____ THE DATA

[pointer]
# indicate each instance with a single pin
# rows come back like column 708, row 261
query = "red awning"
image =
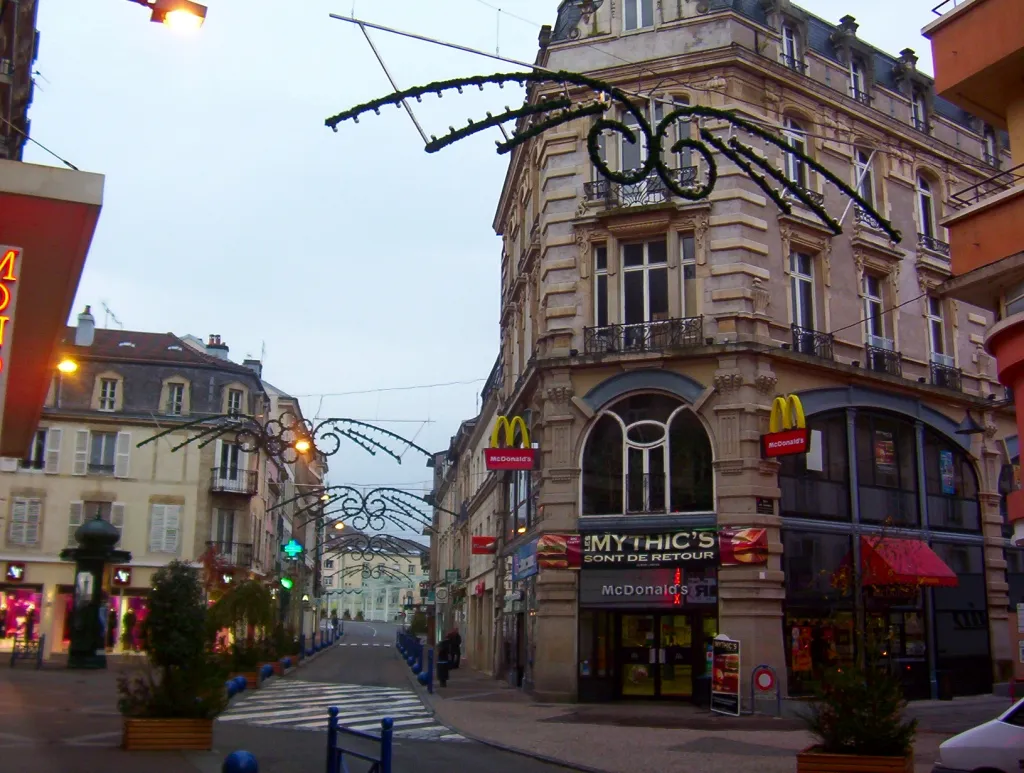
column 889, row 561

________

WHAT THIS TASK INVOLVES:
Rewrite these entries, replacing "pin" with "marker" and keeping everything else the same. Leave the pictures out of your answer.

CORRECT RESULT:
[pointer]
# indicate each instance with a single marker
# rows come back like column 708, row 261
query = "red awning"
image =
column 889, row 561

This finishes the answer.